Your task is to repeat all of the material exactly.

— start ROWS —

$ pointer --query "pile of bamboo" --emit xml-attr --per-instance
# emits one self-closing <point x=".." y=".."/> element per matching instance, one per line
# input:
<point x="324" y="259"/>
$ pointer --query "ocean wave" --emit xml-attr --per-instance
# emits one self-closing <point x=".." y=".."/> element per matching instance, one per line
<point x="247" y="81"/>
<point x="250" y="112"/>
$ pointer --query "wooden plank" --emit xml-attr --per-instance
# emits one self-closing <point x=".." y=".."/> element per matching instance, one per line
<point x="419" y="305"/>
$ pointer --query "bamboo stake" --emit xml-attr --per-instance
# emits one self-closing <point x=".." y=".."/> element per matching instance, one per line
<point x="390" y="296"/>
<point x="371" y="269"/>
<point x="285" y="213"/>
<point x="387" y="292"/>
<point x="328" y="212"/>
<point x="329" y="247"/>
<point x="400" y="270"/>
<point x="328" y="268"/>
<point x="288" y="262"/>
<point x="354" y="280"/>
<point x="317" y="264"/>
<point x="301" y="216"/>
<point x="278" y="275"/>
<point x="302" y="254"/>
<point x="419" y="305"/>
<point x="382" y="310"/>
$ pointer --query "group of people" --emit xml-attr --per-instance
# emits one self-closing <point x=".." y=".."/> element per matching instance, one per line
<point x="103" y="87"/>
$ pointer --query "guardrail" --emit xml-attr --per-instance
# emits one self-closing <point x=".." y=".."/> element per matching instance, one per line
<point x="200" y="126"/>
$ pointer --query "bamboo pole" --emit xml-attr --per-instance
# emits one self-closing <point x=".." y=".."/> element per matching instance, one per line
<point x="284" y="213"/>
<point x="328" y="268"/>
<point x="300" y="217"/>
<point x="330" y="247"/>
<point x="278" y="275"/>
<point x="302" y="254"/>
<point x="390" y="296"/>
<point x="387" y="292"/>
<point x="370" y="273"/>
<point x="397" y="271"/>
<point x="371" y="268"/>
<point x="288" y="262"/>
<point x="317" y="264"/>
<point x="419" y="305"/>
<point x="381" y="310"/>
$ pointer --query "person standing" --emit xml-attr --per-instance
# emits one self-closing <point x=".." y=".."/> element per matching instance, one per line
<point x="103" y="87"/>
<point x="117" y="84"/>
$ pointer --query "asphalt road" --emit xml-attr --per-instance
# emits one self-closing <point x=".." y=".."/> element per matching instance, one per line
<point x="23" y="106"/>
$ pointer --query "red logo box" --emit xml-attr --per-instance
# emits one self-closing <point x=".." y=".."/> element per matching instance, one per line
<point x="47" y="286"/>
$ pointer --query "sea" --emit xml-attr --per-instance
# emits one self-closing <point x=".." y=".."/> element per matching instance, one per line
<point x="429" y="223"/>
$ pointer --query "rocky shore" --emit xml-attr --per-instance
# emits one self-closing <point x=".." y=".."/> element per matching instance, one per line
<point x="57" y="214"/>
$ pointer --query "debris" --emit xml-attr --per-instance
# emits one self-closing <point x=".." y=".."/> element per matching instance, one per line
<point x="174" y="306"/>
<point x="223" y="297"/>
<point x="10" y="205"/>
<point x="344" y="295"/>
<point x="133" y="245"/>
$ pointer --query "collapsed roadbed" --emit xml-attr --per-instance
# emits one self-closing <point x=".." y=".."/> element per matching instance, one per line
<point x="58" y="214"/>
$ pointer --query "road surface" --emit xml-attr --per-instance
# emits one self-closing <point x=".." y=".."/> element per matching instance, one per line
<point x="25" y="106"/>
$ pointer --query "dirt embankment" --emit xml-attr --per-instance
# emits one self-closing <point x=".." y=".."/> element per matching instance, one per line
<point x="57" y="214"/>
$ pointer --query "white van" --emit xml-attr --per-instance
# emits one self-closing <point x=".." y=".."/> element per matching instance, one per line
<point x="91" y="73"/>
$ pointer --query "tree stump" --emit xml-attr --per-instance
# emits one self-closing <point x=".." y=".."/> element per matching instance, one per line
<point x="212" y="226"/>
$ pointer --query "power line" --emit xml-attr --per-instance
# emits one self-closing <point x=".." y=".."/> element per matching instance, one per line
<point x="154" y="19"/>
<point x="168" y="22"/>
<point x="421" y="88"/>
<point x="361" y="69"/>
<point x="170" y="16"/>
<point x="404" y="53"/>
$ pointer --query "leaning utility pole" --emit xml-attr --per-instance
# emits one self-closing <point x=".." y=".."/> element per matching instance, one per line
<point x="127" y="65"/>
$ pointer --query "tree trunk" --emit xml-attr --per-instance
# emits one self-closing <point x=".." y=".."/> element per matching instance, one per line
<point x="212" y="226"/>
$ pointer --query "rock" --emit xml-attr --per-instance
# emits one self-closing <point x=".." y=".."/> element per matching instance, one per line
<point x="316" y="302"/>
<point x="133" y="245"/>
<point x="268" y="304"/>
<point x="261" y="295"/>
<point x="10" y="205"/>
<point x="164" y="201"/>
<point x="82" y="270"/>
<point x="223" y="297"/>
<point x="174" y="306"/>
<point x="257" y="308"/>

— end ROWS —

◆ **EXPECTED ANSWER**
$ pointer --query "pile of bamboo" --emit xml-attr --per-instance
# emits one self-closing <point x=".." y=".."/> element per matching instance, one per line
# input:
<point x="324" y="259"/>
$ pointer --query "ocean wave" --emit xml-attr --per-instance
# emits one self-closing <point x=".." y=".."/> element per matching instance, one per line
<point x="247" y="81"/>
<point x="250" y="112"/>
$ pointer --query "wooden plank" --emit xml-attr --per-instance
# emits one self-closing <point x=".." y=".."/> element per matching instance, one per line
<point x="419" y="305"/>
$ pointer --query "bamboo stake" --emit xml-attr --per-instance
# emits one self-closing <point x=".." y=".."/> element per matching instance, one per line
<point x="390" y="296"/>
<point x="371" y="269"/>
<point x="285" y="213"/>
<point x="387" y="292"/>
<point x="328" y="212"/>
<point x="329" y="247"/>
<point x="400" y="270"/>
<point x="328" y="268"/>
<point x="288" y="262"/>
<point x="354" y="280"/>
<point x="317" y="264"/>
<point x="301" y="216"/>
<point x="278" y="275"/>
<point x="302" y="254"/>
<point x="419" y="305"/>
<point x="382" y="310"/>
$ pointer --query "group of people" --emit xml-attr --per-instance
# emits one self-closing <point x=".." y=".."/> element per matching instance, one per line
<point x="103" y="87"/>
$ pointer --query "guardrail" --emit xml-attr --per-instance
# emits one self-closing <point x=".." y=".."/> element per matching instance, one per line
<point x="200" y="126"/>
$ pointer --query "bamboo pole" --emit xml-attr --per-instance
# emits one self-closing <point x=".." y=".."/> element per matching instance, one per line
<point x="284" y="213"/>
<point x="328" y="268"/>
<point x="300" y="217"/>
<point x="330" y="247"/>
<point x="278" y="275"/>
<point x="302" y="254"/>
<point x="390" y="296"/>
<point x="387" y="292"/>
<point x="370" y="273"/>
<point x="397" y="271"/>
<point x="371" y="268"/>
<point x="288" y="262"/>
<point x="317" y="264"/>
<point x="419" y="305"/>
<point x="381" y="310"/>
$ pointer --query "person standing" --emit xml-attr --per-instance
# emits one self-closing <point x=".." y=".."/> element per matching instance, one per line
<point x="103" y="87"/>
<point x="117" y="84"/>
$ pointer --query "asphalt road" --emit xml-attr --per-instance
# emits one self-closing <point x=".." y=".."/> element per matching instance, one per line
<point x="23" y="106"/>
$ pointer --query "red logo box" --emit xml-attr --per-instance
# emits one self-closing <point x=".." y=".."/> element per matching instance, one per line
<point x="47" y="286"/>
$ pointer --query "sea" --emit xml-attr --per-instance
# emits one self-closing <point x=".." y=".."/> element per matching instance, one per line
<point x="429" y="223"/>
$ pointer --query "rocky shore" --emit xml-attr --per-instance
# emits one self-closing <point x=".." y=".."/> element per matching instance, one per line
<point x="57" y="214"/>
$ pointer --query "debris" --emit xml-attr --per-instance
# emits one self-closing <point x=".." y=".."/> element per matching instance, one per line
<point x="174" y="306"/>
<point x="223" y="297"/>
<point x="10" y="205"/>
<point x="344" y="295"/>
<point x="133" y="245"/>
$ pointer --query "collapsed roadbed" --emit xml-attr --per-instance
# emits one self-closing <point x=".." y=".."/> element per matching instance, one per line
<point x="58" y="214"/>
$ pointer --query "road surface" --emit xml-attr --per-instance
# emits one self-closing <point x=".." y=".."/> element per matching instance, one per line
<point x="25" y="106"/>
$ pointer --query "dirt embankment" --emit xml-attr --per-instance
# emits one self-closing <point x=".." y=".."/> element per matching instance, one per line
<point x="57" y="214"/>
$ pointer --query "white van" --emit xml-attr --per-instance
# emits one self-closing <point x=".." y=".."/> element per matching instance, one per line
<point x="91" y="73"/>
$ pointer --query "tree stump" --emit xml-attr --per-instance
# emits one self-closing <point x=".." y=".."/> element per matching instance, one per line
<point x="212" y="226"/>
$ pointer --query "power line" --emit xml-attr --per-instance
# emits one self-closing <point x=".." y=".."/> element per matching instance, one per line
<point x="154" y="19"/>
<point x="168" y="22"/>
<point x="421" y="88"/>
<point x="361" y="69"/>
<point x="170" y="16"/>
<point x="404" y="53"/>
$ pointer --query "leaning utility pole" --emit xml-attr --per-instance
# emits one self-closing <point x=".." y=".."/> element per matching instance, one per line
<point x="127" y="65"/>
$ pointer --query "tree trunk" --emit xml-attr --per-instance
# emits one self-closing <point x=".." y=".."/> element per matching instance, one per line
<point x="212" y="226"/>
$ pointer --query "rock" --emit xml-attr --per-instance
# emits one self-closing <point x=".." y=".."/> element per matching instance, one per line
<point x="316" y="302"/>
<point x="133" y="245"/>
<point x="268" y="304"/>
<point x="261" y="295"/>
<point x="10" y="205"/>
<point x="164" y="201"/>
<point x="82" y="270"/>
<point x="223" y="297"/>
<point x="174" y="306"/>
<point x="257" y="308"/>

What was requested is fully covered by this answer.